WORK TO DO |
Extract the lines below and reproduce them verbatim. Omit the pictures from your answer.

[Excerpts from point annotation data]
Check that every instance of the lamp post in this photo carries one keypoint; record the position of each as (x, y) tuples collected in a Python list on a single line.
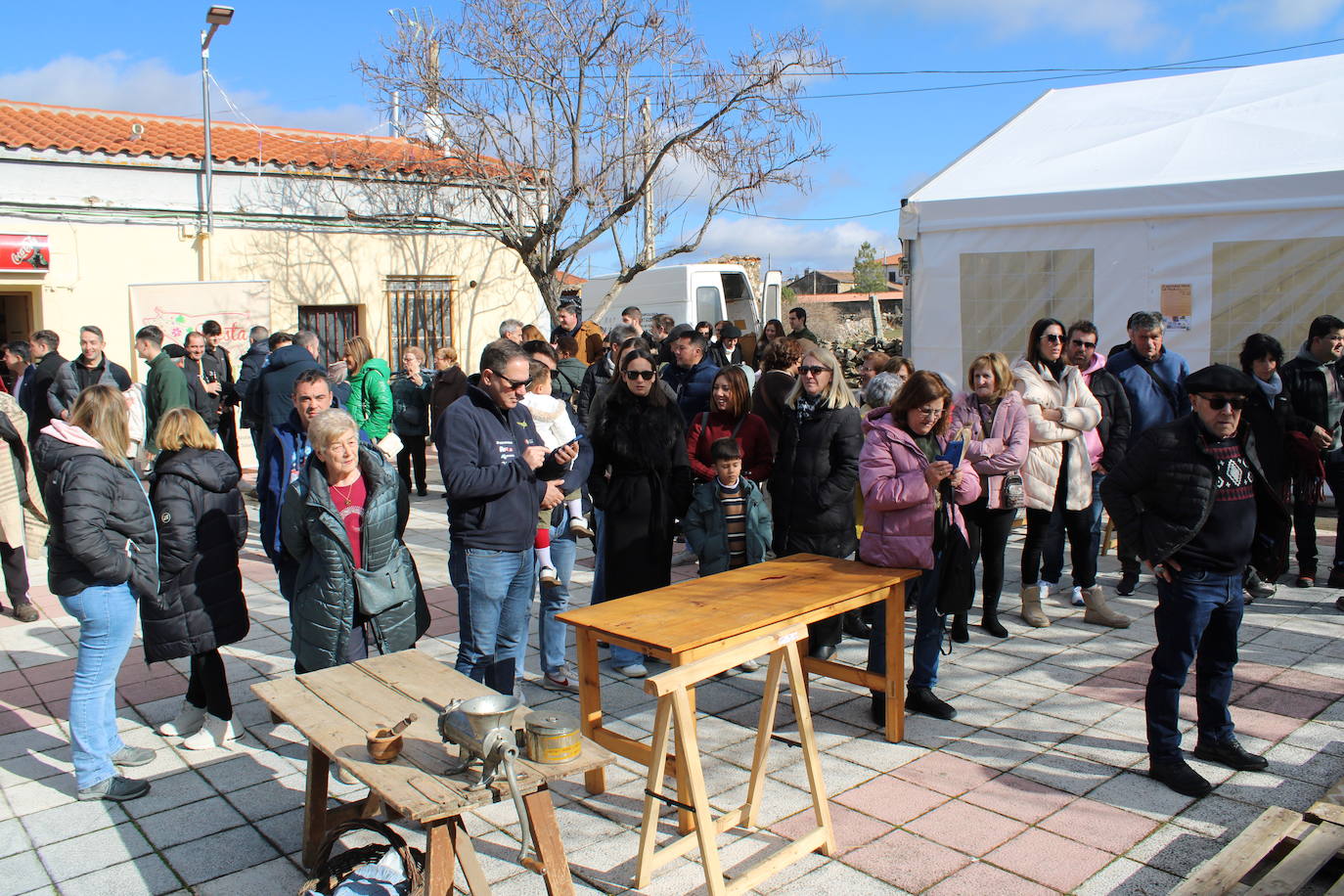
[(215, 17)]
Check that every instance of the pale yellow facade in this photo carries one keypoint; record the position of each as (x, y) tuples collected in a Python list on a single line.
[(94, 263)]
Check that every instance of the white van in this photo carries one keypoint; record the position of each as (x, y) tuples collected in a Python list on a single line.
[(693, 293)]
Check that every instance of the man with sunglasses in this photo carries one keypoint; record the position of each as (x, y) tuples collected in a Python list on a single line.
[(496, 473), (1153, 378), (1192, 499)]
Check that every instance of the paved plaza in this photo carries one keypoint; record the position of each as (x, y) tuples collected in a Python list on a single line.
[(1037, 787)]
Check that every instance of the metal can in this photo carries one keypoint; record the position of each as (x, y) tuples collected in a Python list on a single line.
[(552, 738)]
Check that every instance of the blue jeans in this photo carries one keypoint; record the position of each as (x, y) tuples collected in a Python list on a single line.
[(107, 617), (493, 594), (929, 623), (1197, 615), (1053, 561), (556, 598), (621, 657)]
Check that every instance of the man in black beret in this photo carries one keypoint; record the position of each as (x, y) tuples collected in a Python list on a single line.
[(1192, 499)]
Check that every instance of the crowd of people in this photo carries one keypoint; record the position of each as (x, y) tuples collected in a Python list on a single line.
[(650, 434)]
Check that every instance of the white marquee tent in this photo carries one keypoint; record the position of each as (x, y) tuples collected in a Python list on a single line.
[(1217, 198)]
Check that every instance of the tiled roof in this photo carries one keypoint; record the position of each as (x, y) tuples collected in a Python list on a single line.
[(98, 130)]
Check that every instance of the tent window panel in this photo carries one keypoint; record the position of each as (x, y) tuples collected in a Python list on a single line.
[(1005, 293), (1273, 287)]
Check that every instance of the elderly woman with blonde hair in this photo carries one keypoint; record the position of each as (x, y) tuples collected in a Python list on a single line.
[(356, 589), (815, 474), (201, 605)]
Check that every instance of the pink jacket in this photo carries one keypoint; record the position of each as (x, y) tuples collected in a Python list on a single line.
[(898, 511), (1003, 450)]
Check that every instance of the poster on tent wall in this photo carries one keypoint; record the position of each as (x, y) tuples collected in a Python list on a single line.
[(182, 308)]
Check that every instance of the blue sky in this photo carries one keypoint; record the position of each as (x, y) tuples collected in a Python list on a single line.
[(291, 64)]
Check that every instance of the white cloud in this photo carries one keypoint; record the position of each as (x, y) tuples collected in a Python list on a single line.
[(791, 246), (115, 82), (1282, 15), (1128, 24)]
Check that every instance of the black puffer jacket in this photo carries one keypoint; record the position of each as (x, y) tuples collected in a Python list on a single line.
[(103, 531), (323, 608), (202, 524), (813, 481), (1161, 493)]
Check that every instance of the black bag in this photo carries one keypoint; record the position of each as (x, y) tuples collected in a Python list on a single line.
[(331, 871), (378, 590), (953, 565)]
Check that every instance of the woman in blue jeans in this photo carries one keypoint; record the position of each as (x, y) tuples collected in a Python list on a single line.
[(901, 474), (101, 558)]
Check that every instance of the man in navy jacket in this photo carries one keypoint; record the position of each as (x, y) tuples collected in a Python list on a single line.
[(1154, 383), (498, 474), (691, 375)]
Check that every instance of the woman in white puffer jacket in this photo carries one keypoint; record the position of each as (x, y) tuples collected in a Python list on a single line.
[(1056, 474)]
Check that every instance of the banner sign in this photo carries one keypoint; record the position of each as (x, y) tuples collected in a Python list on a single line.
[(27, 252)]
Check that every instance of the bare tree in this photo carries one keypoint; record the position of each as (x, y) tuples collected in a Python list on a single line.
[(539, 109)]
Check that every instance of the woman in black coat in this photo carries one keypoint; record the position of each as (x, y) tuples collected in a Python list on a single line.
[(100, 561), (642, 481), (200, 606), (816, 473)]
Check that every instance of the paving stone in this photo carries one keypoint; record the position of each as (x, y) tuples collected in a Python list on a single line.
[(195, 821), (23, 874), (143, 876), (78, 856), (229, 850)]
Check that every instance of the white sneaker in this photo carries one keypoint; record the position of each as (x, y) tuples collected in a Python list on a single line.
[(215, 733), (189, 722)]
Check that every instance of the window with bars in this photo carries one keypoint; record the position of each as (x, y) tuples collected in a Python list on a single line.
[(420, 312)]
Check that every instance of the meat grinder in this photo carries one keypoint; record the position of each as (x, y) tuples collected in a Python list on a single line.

RESPONSE TO THIS TASK |
Check that every instance of the lamp post in this photo carries one keypoint; record the position of each as (x, y) tuples collected in a Python list on a single line.
[(215, 17)]
Check that every instance of the pale yellow facade in this photo carries one keypoint; record the position of each as (x, y) tuples collected in a Python list on a single line.
[(94, 263)]
Check that every instance of the white van in this photo carries one keypoint; record the position of each as (x, y) tuples collected in a Python list on a single line.
[(693, 293)]
Check that every instance of the man with sunglasses in this photo carries one keypoint; record the position of each as (x, y) tuples collected in a Python list on a single line.
[(496, 473), (1153, 378), (1192, 499)]
Check that every instance of the paved plaza in this photo carries one keypoint; record the position of each as (x, y) tuples collected in a Python list on a single line.
[(1037, 787)]
Check that every instance of the metal can in this photo carries one keypoint; record the position of each as (x, y) tuples collected in a Python list on a single line.
[(552, 738)]
Check that every instance of the blue jeans in this photo carries one keypoint; record the position of each as (x, y) tuples collected in a Python list on a single line.
[(107, 617), (493, 594), (929, 623), (1197, 615), (1053, 561), (556, 598), (621, 657)]
Check that every instance of the man in black beret in this photo carries one keypoint; record the position of each as (x, y) tuples collected in a Python list on a single line.
[(1192, 499)]
Check that every instance of the crowd of people in this photo carries one keypoint; record the position of each as (x, y) tuples collected in a Python list on a single line.
[(650, 434)]
Check that every instance of the white marquee tent in this photo carries one keypoint; record the position of each as (x, y) tuples collected in a Python list on a single line.
[(1217, 198)]
Check that every instance of the tiled roof in this photo carries one keypoint; record the position of each as (x, y) tuples collected in a Python list on a single line.
[(98, 130)]
Check that every instance of the tent window panel in this photo carries one keypoint; record the position of each as (x, y) tuples collected in a Python list on a single line.
[(1005, 293), (1273, 287)]
Check that every instance of the elderly woman with blonde hair in this photo carries one keypoint; record the position of each as (x, y) tuples collected in a Python list on a single line.
[(356, 589), (815, 474), (201, 605)]
Check that every instance of the pink jacket in this photo carries one keypoint; record the position of each as (x, y) tuples collected in a Python list on a single line.
[(898, 511), (1003, 450)]
Check that every instance of the poster on tent wall in this photo carries one keypoint; record the position of each as (x, y) tuples collected in a Python list on a single line.
[(182, 308)]
Check that every instance of the blue sky in this photo carries one keypoint; record the position of each as (x, y) tuples collected in a Python list on a single line.
[(291, 64)]
Check that every instance of the white cloud in this photo carries one keypoint; record the position of each as (x, y) tuples collected in a Python list on a single line.
[(791, 246), (115, 82), (1282, 15), (1128, 24)]
Check that every instance of the black puffer jacket in this photo carries one keypoint; record the position of each as (x, y) tuples collected in a Python list on a single line.
[(103, 531), (323, 608), (202, 524), (813, 481), (1161, 493)]
Check that every instance of the black bag in this photo carries one keypoint; record the position of each as (x, y) tuples collected in a Python list on a single line.
[(331, 871), (378, 590), (953, 565)]
Check that every instance of the woman in blue jeans in this photo carries one keypoint; record the position of each as (x, y) tuples collected in a Python list on a single line.
[(901, 474), (101, 558)]
Check that every instance of the man in navy jacket in this photo carries one keypoint; record the position of each as (x, y) tuples collected in a Python list on a single line.
[(1154, 383), (498, 474), (691, 375)]
Check that every instance of the woman in white puffer jacket in this photo carries one keypoint; record the position of each as (x, y) tuples collected in a Python list on a single line.
[(1056, 474)]
Check that every instance of the banner sign in this photo carries one keypoint; record the position of each as (x, y) tuples collected in a Python list on a single line.
[(27, 252)]
Check that every instance of the bare tree in this photo carries one keypoint; record the position of each as (x, y) tuples collected in a Python list on a single line.
[(539, 109)]
Check that every instance of the woman in black coat in this photo carries one keypoint; record the position of each as (x, y) tuples collected in a Python list on a single line.
[(100, 561), (642, 481), (200, 606), (816, 473)]
Check that every instance of the paving stone in this photo carries one keypoint; record the position of each as (x, y) tuples collected in a Python list on a single line.
[(195, 821), (23, 874), (143, 876), (78, 856), (229, 850)]
Check that every instance of the white sneaker in this photo carries one keypoint; record the position of each as (x, y) tuples collected in a Python list on a single line.
[(215, 733), (189, 722)]
Check that every instance of the window with bars in this photo carries one keypoint; record the position of each as (x, y) tuples collected in a Python list on a single line.
[(420, 312)]
Check that every instance of the meat grinder in this photo carries one keypoint; record the position of each as (x, y) tuples collected in a Python list on a single line.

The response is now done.